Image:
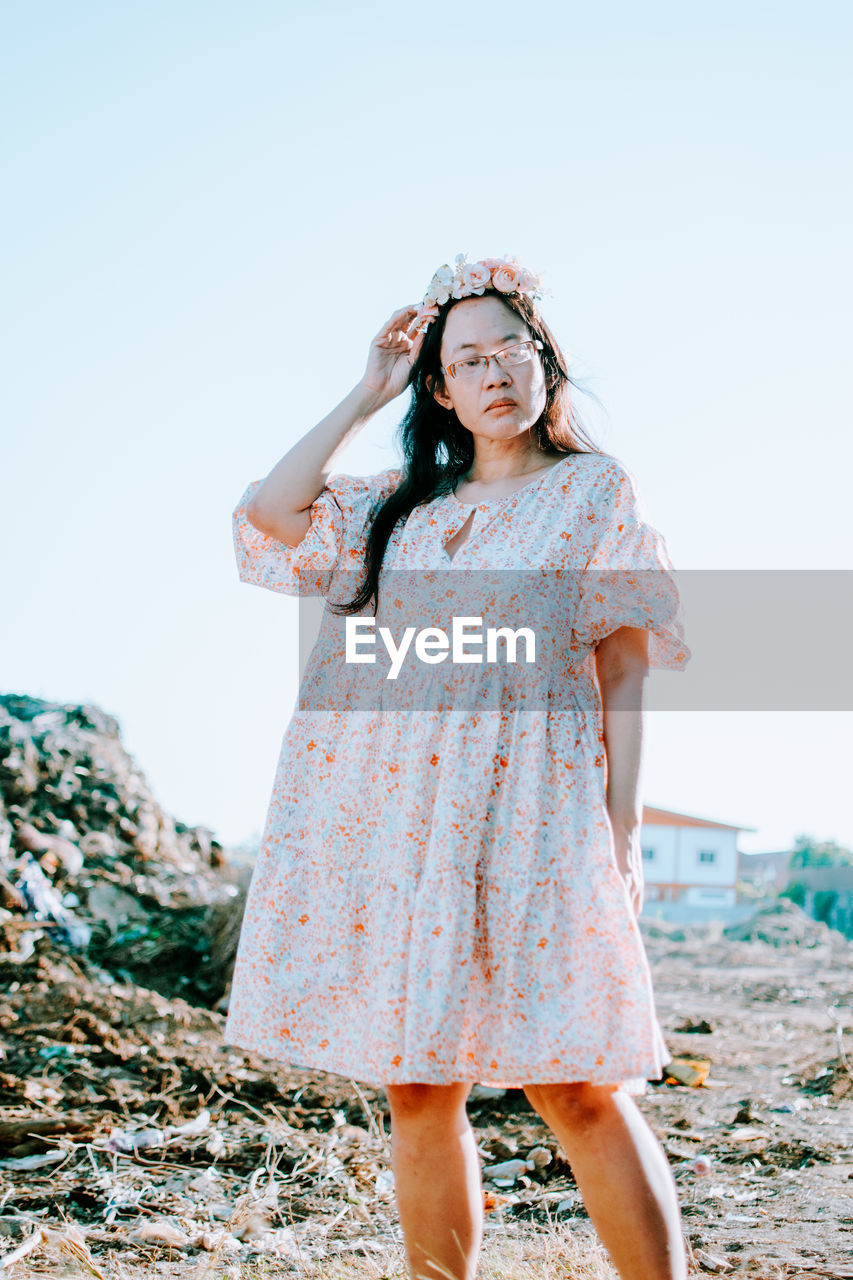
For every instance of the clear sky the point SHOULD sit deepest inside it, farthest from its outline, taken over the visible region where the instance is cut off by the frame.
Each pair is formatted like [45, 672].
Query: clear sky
[210, 209]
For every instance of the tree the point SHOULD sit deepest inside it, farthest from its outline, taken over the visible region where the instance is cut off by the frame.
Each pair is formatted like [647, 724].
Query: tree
[819, 853]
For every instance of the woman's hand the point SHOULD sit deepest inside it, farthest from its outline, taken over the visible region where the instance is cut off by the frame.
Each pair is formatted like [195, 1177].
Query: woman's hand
[392, 353]
[629, 859]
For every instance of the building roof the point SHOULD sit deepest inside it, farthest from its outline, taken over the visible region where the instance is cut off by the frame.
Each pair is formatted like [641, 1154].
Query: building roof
[670, 818]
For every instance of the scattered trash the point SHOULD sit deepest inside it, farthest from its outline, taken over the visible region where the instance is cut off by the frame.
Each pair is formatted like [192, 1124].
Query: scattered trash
[701, 1027]
[687, 1070]
[124, 1109]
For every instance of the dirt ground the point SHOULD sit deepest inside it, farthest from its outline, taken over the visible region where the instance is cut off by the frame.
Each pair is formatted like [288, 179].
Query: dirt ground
[133, 1142]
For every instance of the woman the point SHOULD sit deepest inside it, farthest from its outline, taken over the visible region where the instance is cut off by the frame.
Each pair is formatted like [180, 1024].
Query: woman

○ ○ ○ ○

* WORK TO DO *
Render the listing above as a Markdown table with the columns "Row" and "Line." Give each line its own row, skip blank lines, and leave out the pictures.

* THE RESPONSE *
| Row | Line |
|---|---|
| 1 | Image: |
| 2 | For every instance of the clear sky the point SHOULD sit deepest inside it, farthest from its outline, taken over the visible region where the instance is cut off by the frame. |
| 3 | Each pair is formatted like [45, 672]. |
| 4 | Query: clear sky |
| 5 | [210, 209] |
| 6 | For every instance of the tree the point SHOULD sit deepest inside it, farthest from its outline, taken over the visible region where the instance is cut off by the frame. |
| 7 | Each pair is formatted like [647, 724]. |
| 8 | Query: tree |
| 9 | [819, 853] |
| 10 | For every instance of the woman's hand the point SHOULD sit deepest inside it, farthest from its outline, taken over the visible region where the instance is cut off by the frame. |
| 11 | Each pair is formatted like [195, 1177]. |
| 12 | Query: woman's hand |
| 13 | [392, 353] |
| 14 | [629, 859] |
| 15 | For every instance of the building roof the point SHOULD sit deepest inside it, farthest from its outline, taken over the visible region where the instance is cut off by the frame. |
| 16 | Each pair is formatted like [641, 1154]. |
| 17 | Query: building roof |
| 18 | [670, 818] |
| 19 | For every instance of the scattered trash the point SHOULD sit deepest inside it, farthest from its outline, taken over the visible region where the instance is cut off by the frame. |
| 20 | Each pair is formatted like [192, 1124]. |
| 21 | Query: scattered trash |
| 22 | [701, 1027] |
| 23 | [687, 1070] |
| 24 | [124, 1109] |
| 25 | For every instance of the dirt ground the point SHOULD sit deepest inside it, farthest from its outline, taken over the visible region where the instance is cut off by the frame. |
| 26 | Each pair is formatted like [288, 179]. |
| 27 | Query: dirt ground |
| 28 | [133, 1142] |
| 29 | For every instance of the woman the point SHOULD sit deepest inside it, farthest from its outline, taken over the visible region where the instance is cut off by the frame. |
| 30 | Each pair is formatted like [180, 1024]. |
| 31 | Query: woman |